### ТЕКСТ ДЛЯ ЧТЕНИЯ

15 июл. 2011 г.

Между бунтом и карнавалом

У меня с советской властью разногласия не поли­тические, а эстетические.
Андрей Синявский, диссидент
Социология протеста — отрасль знаний, которая столь же тщательно конспирируется властью, сколь яйцо с иголкой Кощеем. Но как только оппозиция, требовавшая правды о настроениях общества (или сама их с потолка берущая), приходит к власти, тут же начинает заниматься тем же самым. Инстинкт продолжения рода. И этот же инстинкт порой пробуждает инстинкт самосохранения.
Есть анекдот, появившийся после теракта в США 11 сентября. О том, как самолет-«кукурузник» врезался в сельский сортир. И два кума, видя эту картину, мудро заключили: «Яка країна — такі й теракти».
Какая страна — такие и протес­ты. На первый взгляд, в мире су­щест­вует этнический колорит протестных акций. Буддийские монахи сжигали себя в знак протеста против войны во Вьетнаме, индусы во главе с Ганди игнорировали британскую администрацию, ирландцы создали Ирландскую республиканскую армию. Латиноамериканцы столетиями чуть что — за оружие. В арабском мире — квазирелигиозная мода на взрывчатку. Американцы мирно пикетируют и демонстрируют (но в 60-х у негритянских «Черных пантер» было заведено показывать явившимся без спросу в гетто полицейским демонстративно разряженный дробовик и Библию). Про «русский бунт, бессмысленный и беспощадный», мы не только слышали от Пушкина, но и не раз были его жертвами.

### ЗАДАНИЕ 1
Как, согласно тексту о протестах, буддийские монахи выражали протест против войны во Вьетнаме?
### ЗАДАНИЕ 2
Почему оппозиция, придя к власти, начинает скрывать социологию протеста? Объясните по тексту о протестах.
### ЗАДАНИЕ 3
Процитируйте текст о протестах, начав со слов «Между бунтом и» и остановившись после слов «пробуждает инстинкт самосохранения.».
Данные для работы с текстом не понадобятся.

### ПРЕДОСТАВЛЕННЫЕ ДАННЫЕ

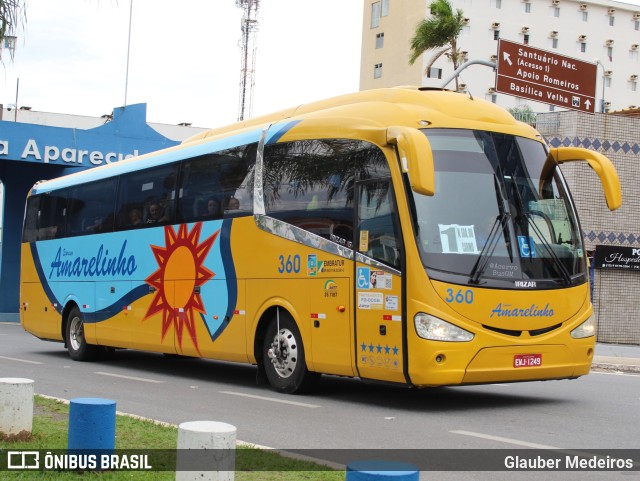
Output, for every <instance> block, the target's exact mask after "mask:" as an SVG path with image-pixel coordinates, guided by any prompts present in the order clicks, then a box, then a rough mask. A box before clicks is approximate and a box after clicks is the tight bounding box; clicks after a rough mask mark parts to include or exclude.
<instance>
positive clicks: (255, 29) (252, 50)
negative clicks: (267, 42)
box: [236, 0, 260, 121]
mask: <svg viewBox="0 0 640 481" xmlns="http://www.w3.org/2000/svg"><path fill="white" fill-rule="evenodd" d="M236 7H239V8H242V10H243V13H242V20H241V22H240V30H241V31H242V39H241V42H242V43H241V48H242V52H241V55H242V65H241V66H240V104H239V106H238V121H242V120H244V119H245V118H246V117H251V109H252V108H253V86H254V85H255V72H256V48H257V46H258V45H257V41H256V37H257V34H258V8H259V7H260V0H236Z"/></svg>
--
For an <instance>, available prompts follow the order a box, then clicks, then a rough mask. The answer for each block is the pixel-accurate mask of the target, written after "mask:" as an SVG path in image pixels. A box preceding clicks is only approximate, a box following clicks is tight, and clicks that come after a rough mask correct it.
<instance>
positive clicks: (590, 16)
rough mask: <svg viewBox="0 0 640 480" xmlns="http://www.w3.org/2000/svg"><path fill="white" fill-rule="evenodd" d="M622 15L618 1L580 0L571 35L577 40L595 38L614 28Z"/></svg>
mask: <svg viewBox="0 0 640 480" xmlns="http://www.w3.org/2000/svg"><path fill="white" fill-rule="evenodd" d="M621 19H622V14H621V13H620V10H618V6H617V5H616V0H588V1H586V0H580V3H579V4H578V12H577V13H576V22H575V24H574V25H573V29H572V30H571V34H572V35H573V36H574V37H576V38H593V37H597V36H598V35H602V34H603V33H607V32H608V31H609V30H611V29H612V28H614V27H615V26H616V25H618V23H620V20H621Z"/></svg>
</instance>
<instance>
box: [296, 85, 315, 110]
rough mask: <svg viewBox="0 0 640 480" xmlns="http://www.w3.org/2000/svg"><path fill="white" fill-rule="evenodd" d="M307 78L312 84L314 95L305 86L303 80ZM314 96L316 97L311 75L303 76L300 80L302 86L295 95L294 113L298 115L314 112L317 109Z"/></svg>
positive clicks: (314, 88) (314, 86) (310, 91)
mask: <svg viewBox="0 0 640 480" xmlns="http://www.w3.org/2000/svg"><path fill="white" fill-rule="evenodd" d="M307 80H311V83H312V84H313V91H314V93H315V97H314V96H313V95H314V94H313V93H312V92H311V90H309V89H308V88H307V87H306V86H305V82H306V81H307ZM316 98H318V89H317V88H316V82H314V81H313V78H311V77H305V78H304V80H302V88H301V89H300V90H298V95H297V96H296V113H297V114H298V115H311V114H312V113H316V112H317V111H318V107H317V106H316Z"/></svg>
--
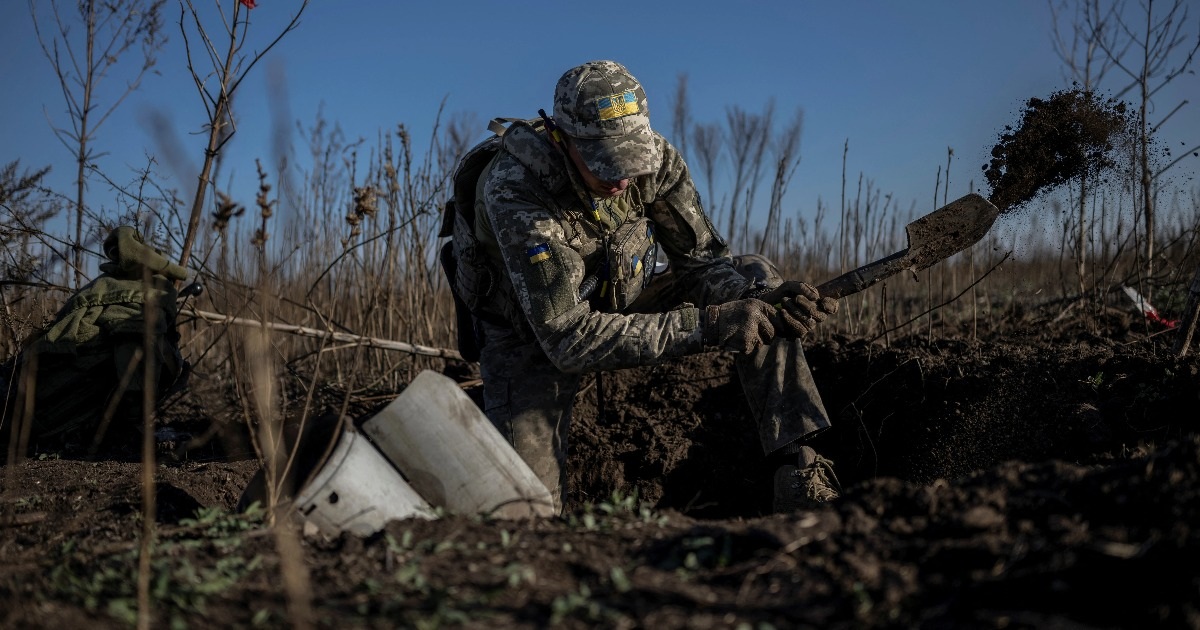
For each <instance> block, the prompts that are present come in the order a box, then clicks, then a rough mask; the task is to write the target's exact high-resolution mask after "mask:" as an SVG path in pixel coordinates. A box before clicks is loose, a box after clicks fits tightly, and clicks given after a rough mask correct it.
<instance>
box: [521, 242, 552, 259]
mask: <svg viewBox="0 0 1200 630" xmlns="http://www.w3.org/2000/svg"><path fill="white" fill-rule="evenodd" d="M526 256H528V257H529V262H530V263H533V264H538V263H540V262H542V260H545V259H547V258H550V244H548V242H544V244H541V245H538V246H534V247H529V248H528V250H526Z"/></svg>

### ПИСЬМЕННЫЙ ОТВЕТ 1
Они сжигали себя.

### ПИСЬМЕННЫЙ ОТВЕТ 2
В тексте это объясняется инстинктом продолжения рода: новая власть повторяет поведение прежней. Этот же инстинкт порой пробуждает и инстинкт самосохранения.

### ПИСЬМЕННЫЙ ОТВЕТ 3
Между бунтом и карнавалом

У меня с советской властью разногласия не поли­тические, а эстетические.
Андрей Синявский, диссидент
Социология протеста — отрасль знаний, которая столь же тщательно конспирируется властью, сколь яйцо с иголкой Кощеем. Но как только оппозиция, требовавшая правды о настроениях общества (или сама их с потолка берущая), приходит к власти, тут же начинает заниматься тем же самым. Инстинкт продолжения рода. И этот же инстинкт порой пробуждает инстинкт самосохранения.